TEXT SHOWN:
_____

Fruits of Her Labor
If we were to create a picture of the perfect confluence of local entrepreneur and farmer it would look an awful lot like Lee Davenport.
From a background as a baker at Sunroom on State Street, a driver for Homegrown Wisconsin and a chef at Harmony Valley Farm, with a stint at L'Etoile thrown in for good measure, Davenport has launched Pamplemousse Preserves, her business to "create appealingly intriguing flavor fusions in ... sweet and savory preserves, jams, marmalades, syrups and ice cream sauces."
Her roots are deep. "I have always worked in the food business since I was sixteen," says Davenport. "It was just a passion at an early age. I wish someone had pushed me toward cooking school." Instead she watched her mom make preserves from the fruit in the woods behind their house. Nothing fancy, she says, just jars of strawberry freezer jam. But it was her inspiration.
That inspiration bloomed at Harmony Valley during the summer she spent there as farm cook. She was preserving some of the produce on the farm "and they wanted me to leave them with some stuff to get them through the winter. I probably took it too seriously," she says, "and I left them with enough to get the whole village through the winter!"

_____

RAW DATA:
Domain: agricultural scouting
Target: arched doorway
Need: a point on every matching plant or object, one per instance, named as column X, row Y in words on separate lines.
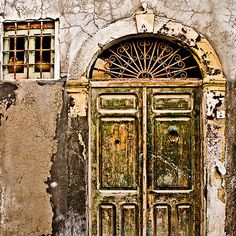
column 145, row 163
column 210, row 87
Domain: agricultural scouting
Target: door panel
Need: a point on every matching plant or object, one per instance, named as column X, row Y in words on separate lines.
column 172, row 153
column 124, row 183
column 116, row 165
column 118, row 153
column 174, row 193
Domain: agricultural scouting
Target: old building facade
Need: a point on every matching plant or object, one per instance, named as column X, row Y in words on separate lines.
column 117, row 118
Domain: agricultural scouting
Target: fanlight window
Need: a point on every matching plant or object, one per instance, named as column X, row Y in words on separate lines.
column 146, row 58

_____

WHAT TO PRODUCE: Pick up the profile of Lee Davenport and Pamplemousse Preserves after its final sentence and continue writing it.

SOLVED PROBLEM:
Davenport says the epiphany for her own business came one night that summer as she was having dinner on the farm. "When I finished dinner I said I was going back in to the kitchen to work on a preserves project and the others said, 'Are you crazy? You've been cooking all day,' and I thought, 'Yeah, maybe I do love cooking that much.'"
Enough to devote the next three years to a food cart operation that put preserving on hold for awhile. The cart demanded nearly all of Davenport's time.
But Lee Davenport is nothing if not persistent. After three years on the waiting list she landed a spot at the Dane County Farmers' Market. "I got in so I thought, 'I guess I'm going to make preserves.'" She eventually found a commercial kitchen for lease with the Underground Food Collective. Not that it's helped her at the Farmers' Market. Davenport is only able to sell there once a year due to market rules requiring preserves makers to grow their own ingredients.
"I'm afraid to grow my own fruit," says Davenport. "My business would work better if I could sell at the market, but I'd have to invest a lot to grow the fruit and I'm afraid the business wouldn't last the three to five years it'd take. I'm more interested in perennial fruit."
Davenport knew the key for her was to "find the jam lovers and get the jam to them instead of waiting at a market for them to come to me." And so Community Supported Preserves and Bakery was born.
CSP&B is operated like a CSA, or community supported agriculture. With three contributing producers--Mary White's Honey Bee Bakery and Andy Hansen's Kindly Kraut are the other two--CSP&B offers shares in three-month seasonal blocks and delivers boxes with varying types of preserves, breads, krauts and kimchees produced as much as possible from sustainably grown ingredients from local farmers.
Boxes can be picked up at three delivery sites. Pamplemousse products are available at four stores locally and all can be found on the recently launched website pamplemoussepreserves.com. Davenport knows, instinctively it seems, this business won't be easy and she can't do it alone. In addition to her energy and determination Davenport has a feisty side.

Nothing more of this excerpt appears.